→ SOURCE:
The paper, “Linguisitic Regularities in Continuous Space Word Representation (Mikolov et al., NAACL 2013)” explains how to evaluate sytantic and semantic regularities between the induced word vectors, with a form as “king - Man + Woman” result in a vector veryl clost to “Queen”.
i.e. When you evaluate syntatic and semantic regularities with word vector representations in continous space. you have to create a test set of analogy questions of the form “a is to b as c is to ___”. i.e. If you know a, b, and c words. what is ___?
A : B = C : ___
The above computation is so easy. it is observed as constant vetor offsets between pairs of words sharing a particular relationship.
Their relationship is like :
base/comparative/superlative forms of adjectives;
singular/plural forms of commmon nouns;
possessive/non-possessive froms of common nouns;
base, past and 3rd person present tense forms of verbs.
Using vector offsets, this paper tested the relationship of words vector to check how well the vectors represents syntantic and semantic regularities.

→ DATA EXCERPTS:
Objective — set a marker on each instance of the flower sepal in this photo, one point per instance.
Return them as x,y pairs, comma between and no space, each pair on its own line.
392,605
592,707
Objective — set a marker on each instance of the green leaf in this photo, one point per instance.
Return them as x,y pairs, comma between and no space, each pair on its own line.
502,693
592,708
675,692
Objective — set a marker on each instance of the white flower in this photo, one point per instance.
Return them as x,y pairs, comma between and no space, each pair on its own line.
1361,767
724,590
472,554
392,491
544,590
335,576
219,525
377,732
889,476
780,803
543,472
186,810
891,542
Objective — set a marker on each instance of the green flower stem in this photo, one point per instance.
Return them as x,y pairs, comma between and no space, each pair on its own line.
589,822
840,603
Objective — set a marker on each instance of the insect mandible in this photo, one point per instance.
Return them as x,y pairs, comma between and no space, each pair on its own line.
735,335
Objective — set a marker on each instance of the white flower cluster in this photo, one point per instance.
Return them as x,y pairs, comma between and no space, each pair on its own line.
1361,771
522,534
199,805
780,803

→ EXERCISE: Rewrite everything from "i.e. When you" down to "a particular relationship." in the word vector text, with "test set" replaced by "evaluation set". These records were taken from a separate source.

→ FULL SOLUTION:
i.e. When you evaluate syntatic and semantic regularities with word vector representations in continous space. you have to create a evaluation set of analogy questions of the form “a is to b as c is to ___”. i.e. If you know a, b, and c words. what is ___?
A : B = C : ___
The above computation is so easy. it is observed as constant vetor offsets between pairs of words sharing a particular relationship.